# Given exercise a
Transcribe the whole history of the barrio of Cagacag below, keeping every word and paragraph break as it stands.

## Start Selected extract

Long ago, most of the people living in this barrio were the Catabagans and negritoes. Their houses were built along the river and some were at the foot of the mountains. During those times there were plenty of big frogs in the river which the people called cabacab. Those were good to eat and when the natives had no food, they just went to the river to catch some frogs. At night, it was said that no sound could be heard but noise of those cabacab. This place was then fittingly called cabacab.

When the Spaniards came to the Philippines and scattered to different places, some came to this place. When they asked the natives about the name of this barrio, the natives invariably said that it was the barrio of cabacab. The Spaniards modified the name and since then it came to be called cagacag.

This barrio is a scenic one because of the river flowing through its center, taking a course from Ilaya to Ibaba. Different plants grew along this river.

Not long afterward, many people came to settle on this barrio. People from other barrios moved here because planting palay was very favorable. They built more houses along the bank of the river, and they formed the village of Cagacag.

One of the very first steps taken by the Americans when they arrived was to establish schools throughout the islands. Cagacag was lucky to have the first barrio school in this municipality.

During the early days there were only about thirty houses. At the time of writing there were 67.

During the Japanese Occupation, Cagacag was the first barrio in Lopez where the Japanese soldiers and the Vera’s guerrillas had an encounter.

## End Selected extract
## Start Records to process

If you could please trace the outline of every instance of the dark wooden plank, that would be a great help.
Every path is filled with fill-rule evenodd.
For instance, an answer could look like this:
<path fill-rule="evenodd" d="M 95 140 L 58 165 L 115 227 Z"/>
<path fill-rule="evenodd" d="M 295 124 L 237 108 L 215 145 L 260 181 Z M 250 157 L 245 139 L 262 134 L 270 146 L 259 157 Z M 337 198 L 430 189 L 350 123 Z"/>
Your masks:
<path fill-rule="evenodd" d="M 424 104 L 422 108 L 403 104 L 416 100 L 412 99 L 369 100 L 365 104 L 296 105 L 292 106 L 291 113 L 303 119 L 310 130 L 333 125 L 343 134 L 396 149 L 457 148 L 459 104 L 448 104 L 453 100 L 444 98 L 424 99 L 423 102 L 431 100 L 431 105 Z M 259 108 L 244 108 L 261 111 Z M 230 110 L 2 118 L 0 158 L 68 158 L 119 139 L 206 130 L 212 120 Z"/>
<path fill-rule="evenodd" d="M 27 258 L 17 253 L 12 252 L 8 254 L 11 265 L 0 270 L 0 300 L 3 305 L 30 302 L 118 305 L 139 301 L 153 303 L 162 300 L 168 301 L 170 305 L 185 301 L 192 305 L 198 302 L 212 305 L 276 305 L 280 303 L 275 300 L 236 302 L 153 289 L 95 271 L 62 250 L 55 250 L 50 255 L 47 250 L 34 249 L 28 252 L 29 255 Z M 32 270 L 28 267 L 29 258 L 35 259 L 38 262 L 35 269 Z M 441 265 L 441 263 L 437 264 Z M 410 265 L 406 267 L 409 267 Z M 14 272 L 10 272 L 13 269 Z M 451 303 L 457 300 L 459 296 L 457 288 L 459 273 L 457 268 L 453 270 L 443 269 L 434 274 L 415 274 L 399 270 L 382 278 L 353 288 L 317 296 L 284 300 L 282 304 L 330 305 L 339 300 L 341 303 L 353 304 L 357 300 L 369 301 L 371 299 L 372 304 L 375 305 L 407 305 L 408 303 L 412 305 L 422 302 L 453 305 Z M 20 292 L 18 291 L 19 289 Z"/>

## End Records to process

# Given exercise b
Extract each line of the records above that contains the string "instance", matching case exactly.

# Worked solution a
Long ago, most of the people living in this barrio were the Catabagans and negritoes. Their houses were built along the river and some were at the foot of the mountains. During those times there were plenty of big frogs in the river which the people called cabacab. Those were good to eat and when the natives had no food, they just went to the river to catch some frogs. At night, it was said that no sound could be heard but noise of those cabacab. This place was then fittingly called cabacab.

When the Spaniards came to the Philippines and scattered to different places, some came to this place. When they asked the natives about the name of this barrio, the natives invariably said that it was the barrio of cabacab. The Spaniards modified the name and since then it came to be called cagacag.

This barrio is a scenic one because of the river flowing through its center, taking a course from Ilaya to Ibaba. Different plants grew along this river.

Not long afterward, many people came to settle on this barrio. People from other barrios moved here because planting palay was very favorable. They built more houses along the bank of the river, and they formed the village of Cagacag.

One of the very first steps taken by the Americans when they arrived was to establish schools throughout the islands. Cagacag was lucky to have the first barrio school in this municipality.

During the early days there were only about thirty houses. At the time of writing there were 67.

During the Japanese Occupation, Cagacag was the first barrio in Lopez where the Japanese soldiers and the Vera’s guerrillas had an encounter.

# Worked solution b
If you could please trace the outline of every instance of the dark wooden plank, that would be a great help.
For instance, an answer could look like this:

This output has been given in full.